(begin)

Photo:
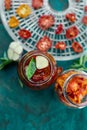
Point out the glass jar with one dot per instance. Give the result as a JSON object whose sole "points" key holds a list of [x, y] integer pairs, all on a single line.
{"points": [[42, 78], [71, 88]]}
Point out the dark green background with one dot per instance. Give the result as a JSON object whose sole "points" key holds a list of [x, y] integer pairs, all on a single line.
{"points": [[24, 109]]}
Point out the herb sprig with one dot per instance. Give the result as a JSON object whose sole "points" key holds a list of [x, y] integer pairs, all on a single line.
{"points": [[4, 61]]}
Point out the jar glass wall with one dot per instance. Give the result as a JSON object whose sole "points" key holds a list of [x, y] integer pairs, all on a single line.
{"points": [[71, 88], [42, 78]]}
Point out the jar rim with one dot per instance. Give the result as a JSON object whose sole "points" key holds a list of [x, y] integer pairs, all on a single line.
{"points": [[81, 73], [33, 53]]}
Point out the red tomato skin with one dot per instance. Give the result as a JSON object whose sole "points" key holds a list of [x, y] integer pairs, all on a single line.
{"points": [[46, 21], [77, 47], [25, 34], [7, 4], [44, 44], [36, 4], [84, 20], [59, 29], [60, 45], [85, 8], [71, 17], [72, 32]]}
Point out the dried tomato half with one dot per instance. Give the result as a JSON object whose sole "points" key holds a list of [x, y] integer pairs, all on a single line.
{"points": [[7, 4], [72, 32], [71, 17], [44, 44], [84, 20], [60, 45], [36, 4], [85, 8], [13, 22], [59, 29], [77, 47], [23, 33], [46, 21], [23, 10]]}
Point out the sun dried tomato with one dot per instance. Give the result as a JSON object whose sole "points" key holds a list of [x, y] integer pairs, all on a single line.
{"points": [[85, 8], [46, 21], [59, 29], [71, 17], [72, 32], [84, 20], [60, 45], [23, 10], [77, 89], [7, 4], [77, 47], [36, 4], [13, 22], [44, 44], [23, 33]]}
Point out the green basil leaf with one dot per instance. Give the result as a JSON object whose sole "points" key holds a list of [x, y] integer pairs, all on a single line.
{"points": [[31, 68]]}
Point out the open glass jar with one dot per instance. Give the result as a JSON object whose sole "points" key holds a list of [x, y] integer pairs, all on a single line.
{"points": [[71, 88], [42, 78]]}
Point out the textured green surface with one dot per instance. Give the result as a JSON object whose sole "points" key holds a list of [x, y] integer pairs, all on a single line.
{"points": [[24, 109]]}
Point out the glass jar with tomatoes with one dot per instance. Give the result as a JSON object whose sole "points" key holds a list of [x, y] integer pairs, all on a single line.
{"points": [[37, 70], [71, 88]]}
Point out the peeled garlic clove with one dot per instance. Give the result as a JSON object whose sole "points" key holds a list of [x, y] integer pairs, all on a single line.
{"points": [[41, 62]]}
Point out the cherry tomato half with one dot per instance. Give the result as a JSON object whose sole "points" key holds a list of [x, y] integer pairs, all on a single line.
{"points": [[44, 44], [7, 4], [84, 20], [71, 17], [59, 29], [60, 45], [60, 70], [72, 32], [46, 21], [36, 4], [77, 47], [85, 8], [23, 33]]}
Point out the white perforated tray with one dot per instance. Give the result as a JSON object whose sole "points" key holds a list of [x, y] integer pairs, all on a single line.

(end)

GOAL OF THE EXERCISE ->
Without the pictures, repeat all the records word for word.

SOLUTION TO THE PROBLEM ->
Photo:
Point out the glass jar with one dot per instance. Give the result as a JSON object whose sole "points" key holds a list of [x, y] integer pairs, all on a single line.
{"points": [[42, 78], [71, 88]]}
Point out the dark green background with one dot per instance. Give the result as a JSON object whose sole "points" key holds a list of [x, y] integer pairs, all on a single line.
{"points": [[24, 109]]}
Point out the herb sprig with one dot per instance. Give the result as a JSON object whose sole "points" key holds a list of [x, y] integer pairs, all on a single line.
{"points": [[4, 61]]}
Point out the jar glass wall with one dot per instance. Give the result as a JSON object whose sole "points" key holds a list of [x, y] integer pairs, all on a single line.
{"points": [[71, 88], [42, 78]]}
Point out the jar rim with one dot per instance. Give the result as a JSON object whose sole "points" key holds a list of [x, y] integer pairs, all on a single line.
{"points": [[81, 73], [33, 53]]}
Point out the red tomato skin with one dot per instance. Give the result as a JSON object whose sole "points" key holds a list of [x, y] integer pairs, all on a single line.
{"points": [[46, 21], [77, 47], [25, 34], [7, 4], [44, 44], [36, 4], [84, 20], [59, 29], [60, 45], [85, 8], [71, 17], [72, 32]]}
Point out the dried tomato half with one dot per instance. Give the result as a JSON object whose sole "points" key holds a list of [x, y] integer pairs, all on a single line.
{"points": [[7, 4], [72, 32], [71, 17], [44, 44], [84, 20], [60, 45], [36, 4], [85, 8], [13, 22], [59, 29], [77, 47], [23, 33], [46, 21], [23, 10]]}
Point out the sun dried tomato with one dot per instance. Give the result as a JSON object whose sole "points" key holds a list of [x, y] integer pairs, all on a single line.
{"points": [[85, 8], [46, 21], [59, 29], [71, 17], [72, 32], [84, 20], [60, 45], [23, 10], [77, 89], [7, 4], [77, 47], [36, 4], [13, 22], [44, 44], [23, 33]]}
Point out the green basil leaf with one dot per instance. Give the result as a JSON object whose sole "points" key holds a list of [x, y] integer pairs, all on a single line.
{"points": [[31, 68]]}
Point out the open glass jar with one dot per instance. Give the result as a JSON object whose sole "points" key holds a list of [x, y] integer pairs, all on a single line.
{"points": [[71, 88], [42, 78]]}
Point out the textured green surface with one dot per instance. Give the result as a JSON object whose sole "points" key holds a list of [x, y] integer pairs, all on a single line.
{"points": [[24, 109]]}
Point out the glass jar with tomatoes with one dot per instance. Give the result as a JSON object whose sole "points" key holds a list of [x, y] integer pairs, all on a single line.
{"points": [[37, 70], [71, 88]]}
Point out the peeled garlic clove with one dot per instance. Give the result as a JSON object whose sole "points" key holds a list of [x, y] integer pairs, all on a single line.
{"points": [[41, 62]]}
Point out the cherry tomato half with one dot per instance. Give the result as a JSON object whose sole "points" key holds a list of [x, y] integer pairs, all on a single line.
{"points": [[44, 44], [7, 4], [84, 20], [71, 17], [59, 29], [60, 45], [60, 70], [72, 32], [46, 21], [36, 4], [77, 47], [85, 8], [23, 33]]}
Point out the white perforated tray with one dot per instance. Give the result as a JSON object whose sole "points" key holds a list of [x, y] integer pairs, all on a single line.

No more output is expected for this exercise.